Information provided below:

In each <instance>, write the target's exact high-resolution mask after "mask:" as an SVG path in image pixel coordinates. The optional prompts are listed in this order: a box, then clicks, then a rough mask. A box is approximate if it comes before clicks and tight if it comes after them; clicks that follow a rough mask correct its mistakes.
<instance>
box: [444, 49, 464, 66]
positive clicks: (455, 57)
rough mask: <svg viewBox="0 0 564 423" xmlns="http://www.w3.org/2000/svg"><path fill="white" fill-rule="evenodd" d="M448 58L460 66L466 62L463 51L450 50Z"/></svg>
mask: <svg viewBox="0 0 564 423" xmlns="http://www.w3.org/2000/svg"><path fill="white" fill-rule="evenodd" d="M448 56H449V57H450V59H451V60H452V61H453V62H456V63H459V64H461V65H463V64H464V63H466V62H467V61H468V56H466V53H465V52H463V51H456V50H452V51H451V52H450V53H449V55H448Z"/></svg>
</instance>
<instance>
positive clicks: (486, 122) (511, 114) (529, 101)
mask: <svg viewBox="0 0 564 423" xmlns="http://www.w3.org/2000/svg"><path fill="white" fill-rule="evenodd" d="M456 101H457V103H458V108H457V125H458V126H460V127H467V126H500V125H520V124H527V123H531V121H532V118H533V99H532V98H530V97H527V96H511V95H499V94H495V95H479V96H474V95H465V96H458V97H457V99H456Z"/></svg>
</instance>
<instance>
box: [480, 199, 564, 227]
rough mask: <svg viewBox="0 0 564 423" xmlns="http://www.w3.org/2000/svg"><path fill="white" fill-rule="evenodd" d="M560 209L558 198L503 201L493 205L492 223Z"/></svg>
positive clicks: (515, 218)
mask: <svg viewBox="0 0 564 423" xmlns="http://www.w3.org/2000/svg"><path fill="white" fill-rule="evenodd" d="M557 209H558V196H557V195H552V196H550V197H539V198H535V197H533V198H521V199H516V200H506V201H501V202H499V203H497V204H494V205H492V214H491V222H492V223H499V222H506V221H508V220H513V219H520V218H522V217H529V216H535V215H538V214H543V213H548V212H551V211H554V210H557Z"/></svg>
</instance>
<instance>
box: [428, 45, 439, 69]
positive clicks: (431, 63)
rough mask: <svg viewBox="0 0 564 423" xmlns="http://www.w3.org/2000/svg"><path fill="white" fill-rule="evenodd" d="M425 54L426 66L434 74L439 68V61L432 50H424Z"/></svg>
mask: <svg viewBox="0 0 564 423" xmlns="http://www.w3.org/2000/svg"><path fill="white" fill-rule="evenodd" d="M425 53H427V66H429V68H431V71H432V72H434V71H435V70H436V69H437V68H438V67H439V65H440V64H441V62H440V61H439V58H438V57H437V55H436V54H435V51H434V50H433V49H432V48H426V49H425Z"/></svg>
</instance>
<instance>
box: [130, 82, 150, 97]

End of Information provided.

Required work:
Count the lines in the records above that contain the string "positive", matching case exactly, and reply with the number alone.

Exercise result:
4